PROBLEM:
Below are some records. Return exactly the lines from the one with "Target: lamp post" to the one with "Target: flagpole", and nothing else.

SUPPLIED RECORDS Block Start

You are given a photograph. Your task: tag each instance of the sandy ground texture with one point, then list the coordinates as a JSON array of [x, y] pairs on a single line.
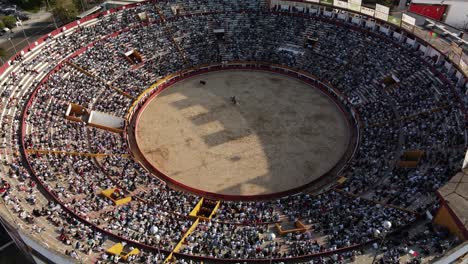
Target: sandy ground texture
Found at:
[[282, 133]]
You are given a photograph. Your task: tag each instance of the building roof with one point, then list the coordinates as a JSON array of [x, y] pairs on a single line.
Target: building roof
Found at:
[[455, 194]]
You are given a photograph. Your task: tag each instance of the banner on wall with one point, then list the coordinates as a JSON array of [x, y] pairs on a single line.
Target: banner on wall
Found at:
[[354, 5], [408, 19], [367, 11], [464, 66], [342, 4], [433, 11], [381, 12]]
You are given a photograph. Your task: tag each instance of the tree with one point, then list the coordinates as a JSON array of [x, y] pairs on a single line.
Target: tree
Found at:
[[2, 55], [9, 21], [30, 5]]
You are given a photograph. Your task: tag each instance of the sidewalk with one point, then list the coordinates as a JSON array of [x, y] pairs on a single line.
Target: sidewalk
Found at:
[[39, 24]]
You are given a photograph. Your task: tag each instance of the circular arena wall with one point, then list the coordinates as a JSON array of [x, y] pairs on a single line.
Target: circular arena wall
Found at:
[[149, 154], [158, 88]]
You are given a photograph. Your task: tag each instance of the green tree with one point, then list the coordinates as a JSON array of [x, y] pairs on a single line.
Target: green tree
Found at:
[[29, 5], [9, 21]]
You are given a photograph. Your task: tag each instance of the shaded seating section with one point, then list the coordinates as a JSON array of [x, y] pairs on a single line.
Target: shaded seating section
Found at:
[[349, 58], [116, 196]]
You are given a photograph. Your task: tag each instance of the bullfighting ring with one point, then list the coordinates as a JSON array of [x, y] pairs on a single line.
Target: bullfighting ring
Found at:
[[279, 133]]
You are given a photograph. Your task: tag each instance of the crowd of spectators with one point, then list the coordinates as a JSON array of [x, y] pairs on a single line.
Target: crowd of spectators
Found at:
[[419, 112]]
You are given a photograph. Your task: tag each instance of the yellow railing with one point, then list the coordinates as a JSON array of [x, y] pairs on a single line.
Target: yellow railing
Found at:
[[179, 245], [71, 153]]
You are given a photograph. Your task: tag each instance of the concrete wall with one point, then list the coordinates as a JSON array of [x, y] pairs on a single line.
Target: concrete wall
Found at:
[[457, 11]]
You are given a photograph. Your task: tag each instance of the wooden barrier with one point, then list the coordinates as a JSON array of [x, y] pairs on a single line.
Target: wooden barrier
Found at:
[[108, 193], [195, 213], [300, 227], [177, 248], [71, 153], [118, 250]]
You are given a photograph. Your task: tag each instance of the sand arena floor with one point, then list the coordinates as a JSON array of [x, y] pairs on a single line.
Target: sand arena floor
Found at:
[[282, 134]]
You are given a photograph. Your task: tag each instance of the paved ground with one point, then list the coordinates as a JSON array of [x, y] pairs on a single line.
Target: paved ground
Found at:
[[39, 24], [281, 135]]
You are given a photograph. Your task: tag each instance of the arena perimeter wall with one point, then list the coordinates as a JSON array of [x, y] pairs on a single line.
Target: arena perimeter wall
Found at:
[[51, 194]]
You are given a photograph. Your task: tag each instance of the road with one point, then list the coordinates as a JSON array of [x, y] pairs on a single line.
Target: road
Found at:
[[39, 24]]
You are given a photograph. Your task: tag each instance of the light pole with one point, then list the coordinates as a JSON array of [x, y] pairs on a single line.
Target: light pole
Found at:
[[157, 238], [13, 44], [387, 225], [53, 17], [19, 22], [271, 237]]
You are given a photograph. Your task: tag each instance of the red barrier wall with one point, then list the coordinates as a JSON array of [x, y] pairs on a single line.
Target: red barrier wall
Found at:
[[433, 11]]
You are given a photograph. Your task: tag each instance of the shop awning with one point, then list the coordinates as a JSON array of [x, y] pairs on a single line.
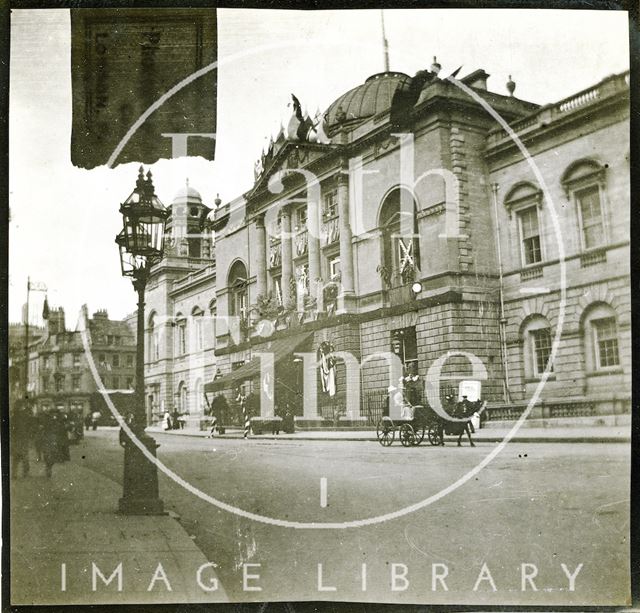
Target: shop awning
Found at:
[[281, 348]]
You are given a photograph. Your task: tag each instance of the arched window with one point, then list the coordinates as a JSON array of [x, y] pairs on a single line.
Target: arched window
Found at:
[[197, 315], [600, 338], [237, 284], [537, 341], [524, 201], [182, 398], [213, 314], [153, 348], [181, 334], [398, 223], [199, 398], [584, 184]]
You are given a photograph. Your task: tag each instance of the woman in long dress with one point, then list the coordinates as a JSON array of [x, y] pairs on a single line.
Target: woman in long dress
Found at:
[[55, 439]]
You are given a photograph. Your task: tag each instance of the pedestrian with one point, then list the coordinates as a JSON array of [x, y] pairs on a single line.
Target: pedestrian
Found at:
[[214, 425], [275, 424], [122, 436], [55, 448], [242, 399], [21, 433]]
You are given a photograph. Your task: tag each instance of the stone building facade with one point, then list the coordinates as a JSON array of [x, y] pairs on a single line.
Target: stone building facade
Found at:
[[180, 302], [59, 373], [416, 227]]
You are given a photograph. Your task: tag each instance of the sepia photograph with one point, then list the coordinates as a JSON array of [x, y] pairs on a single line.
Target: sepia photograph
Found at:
[[327, 305]]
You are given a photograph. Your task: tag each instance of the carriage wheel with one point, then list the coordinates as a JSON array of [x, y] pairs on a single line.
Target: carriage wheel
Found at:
[[434, 435], [407, 435], [385, 431], [420, 434]]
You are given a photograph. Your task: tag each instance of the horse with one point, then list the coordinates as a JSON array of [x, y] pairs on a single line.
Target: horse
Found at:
[[460, 410]]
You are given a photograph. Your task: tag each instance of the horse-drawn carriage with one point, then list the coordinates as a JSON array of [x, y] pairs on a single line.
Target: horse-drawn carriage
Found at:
[[419, 421]]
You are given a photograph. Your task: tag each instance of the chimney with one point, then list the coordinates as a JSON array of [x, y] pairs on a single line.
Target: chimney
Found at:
[[55, 324], [477, 79]]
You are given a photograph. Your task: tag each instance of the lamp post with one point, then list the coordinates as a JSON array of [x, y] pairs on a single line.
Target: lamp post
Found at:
[[141, 244]]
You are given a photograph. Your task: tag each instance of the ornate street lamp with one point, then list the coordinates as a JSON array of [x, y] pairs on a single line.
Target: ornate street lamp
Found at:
[[141, 243]]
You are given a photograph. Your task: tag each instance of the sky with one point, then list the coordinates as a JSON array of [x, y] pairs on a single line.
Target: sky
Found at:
[[63, 220]]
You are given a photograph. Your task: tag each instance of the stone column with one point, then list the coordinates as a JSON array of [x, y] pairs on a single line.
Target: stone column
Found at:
[[313, 247], [346, 298], [260, 257], [287, 257]]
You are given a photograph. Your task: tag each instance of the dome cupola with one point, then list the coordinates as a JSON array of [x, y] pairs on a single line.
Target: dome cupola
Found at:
[[372, 97]]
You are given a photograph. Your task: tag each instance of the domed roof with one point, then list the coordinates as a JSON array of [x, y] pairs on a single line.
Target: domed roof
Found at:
[[372, 97], [188, 194]]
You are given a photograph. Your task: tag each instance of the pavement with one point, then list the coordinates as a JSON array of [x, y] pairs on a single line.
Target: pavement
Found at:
[[68, 525], [580, 434]]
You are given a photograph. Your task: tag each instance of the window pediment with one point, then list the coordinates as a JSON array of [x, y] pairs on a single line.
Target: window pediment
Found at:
[[522, 195], [582, 172]]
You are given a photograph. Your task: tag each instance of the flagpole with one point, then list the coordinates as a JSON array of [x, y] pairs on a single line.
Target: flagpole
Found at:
[[26, 344], [385, 43]]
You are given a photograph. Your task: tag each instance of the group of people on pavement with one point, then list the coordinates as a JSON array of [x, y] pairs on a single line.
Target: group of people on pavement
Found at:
[[48, 432], [173, 421]]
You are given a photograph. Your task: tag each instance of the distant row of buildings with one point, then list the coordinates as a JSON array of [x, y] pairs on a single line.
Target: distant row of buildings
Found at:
[[58, 373], [330, 265], [495, 280]]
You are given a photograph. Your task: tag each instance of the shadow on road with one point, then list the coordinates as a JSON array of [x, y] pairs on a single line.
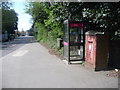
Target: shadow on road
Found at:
[[10, 46]]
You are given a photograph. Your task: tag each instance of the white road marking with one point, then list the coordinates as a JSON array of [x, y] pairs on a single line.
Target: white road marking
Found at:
[[20, 53]]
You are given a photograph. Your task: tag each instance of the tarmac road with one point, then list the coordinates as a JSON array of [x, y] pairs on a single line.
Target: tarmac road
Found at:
[[29, 65]]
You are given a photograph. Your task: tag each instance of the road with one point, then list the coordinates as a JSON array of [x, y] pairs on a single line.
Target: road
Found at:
[[29, 65], [8, 47]]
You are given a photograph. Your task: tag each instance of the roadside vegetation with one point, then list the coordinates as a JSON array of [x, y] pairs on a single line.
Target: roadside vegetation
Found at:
[[48, 18], [9, 21]]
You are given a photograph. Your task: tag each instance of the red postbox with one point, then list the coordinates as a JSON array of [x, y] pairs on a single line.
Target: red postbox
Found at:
[[96, 50]]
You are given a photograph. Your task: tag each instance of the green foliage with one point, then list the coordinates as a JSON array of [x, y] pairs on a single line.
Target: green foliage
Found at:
[[48, 18], [9, 18]]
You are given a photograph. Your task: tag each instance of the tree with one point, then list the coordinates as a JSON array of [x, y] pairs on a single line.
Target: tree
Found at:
[[9, 18]]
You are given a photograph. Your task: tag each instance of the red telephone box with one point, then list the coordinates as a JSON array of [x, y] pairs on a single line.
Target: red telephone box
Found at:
[[73, 41], [96, 50]]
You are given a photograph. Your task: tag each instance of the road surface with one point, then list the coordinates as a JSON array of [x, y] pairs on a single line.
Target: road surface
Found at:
[[29, 65]]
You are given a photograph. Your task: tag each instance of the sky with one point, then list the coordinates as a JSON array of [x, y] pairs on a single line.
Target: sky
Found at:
[[24, 20]]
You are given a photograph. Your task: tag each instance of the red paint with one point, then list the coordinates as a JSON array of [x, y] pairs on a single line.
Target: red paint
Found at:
[[76, 25], [65, 43]]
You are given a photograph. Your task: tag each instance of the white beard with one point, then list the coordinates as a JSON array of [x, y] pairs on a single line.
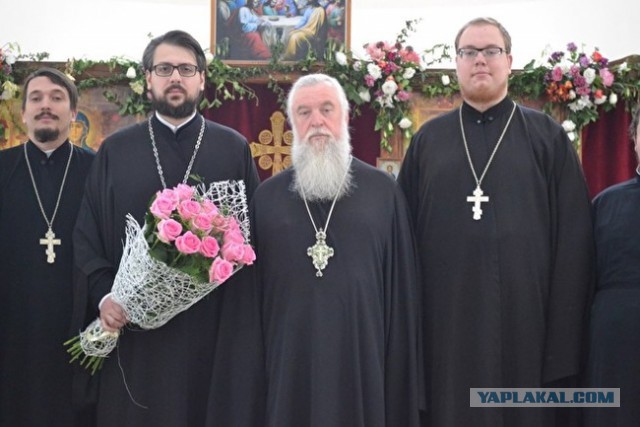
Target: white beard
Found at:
[[322, 170]]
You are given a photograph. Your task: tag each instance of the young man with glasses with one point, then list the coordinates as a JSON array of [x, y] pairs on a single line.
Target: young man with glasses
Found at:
[[161, 377], [503, 226]]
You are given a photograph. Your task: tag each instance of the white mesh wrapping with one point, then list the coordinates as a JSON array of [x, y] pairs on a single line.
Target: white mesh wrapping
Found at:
[[150, 292]]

SUPPLIED RECORDS Block End

RESPONSE FOR THIS EXERCISE:
Target: lamp post
Found at:
[[141, 244]]
You are given a photograph. Your task: tag each instance of the ornate street lamp with one point, then list the coordinates as a JSON array of [x, y] pairs on a single line.
Target: ornate street lamp
Found at:
[[141, 243]]
You are given a photograph. Your task: tag each instance of the sky with one point, then list the coordinates as a JSON array of [x, y] pairs on a single line.
Target: sky
Found at:
[[63, 220]]
You are given a photograph. Your task: tag each instance of the stone column with one point, then list the coordinates as a JSON array of [x, y] pairs on a single line.
Target: stone column
Found at:
[[313, 247], [346, 298], [260, 257], [287, 257]]
You are given a photograph. Your task: tag each instance of the dome cupola with one point, then list the coordinates as a JSON array of [x, y] pairs on a single line.
Target: dome cupola
Found at:
[[372, 97]]
You are given a photograph. Your task: tag each instance of the domed roof with one point, then list the coordinates as a JSON array of [x, y] pairs on a single line.
Target: domed roof
Found at:
[[372, 97], [188, 194]]
You are given a photograph. Your task: tag each instance of the pavement with one point, then list the coordinates as a JSON array of [x, y] pairs on a single line.
Target: pavement
Found at:
[[68, 525], [580, 434]]
You are given a photograph. Your task: tag each instance of the window pediment with one point, then list the coordinates as a JSON array of [x, y] pairs on a single line.
Target: window pediment
Found at:
[[522, 195], [582, 172]]
You are given a photograph. Your task: tag each instance of the flagpole with one point, then list the coordinates as a JSON array of [x, y] pairs on a single line.
Target: flagpole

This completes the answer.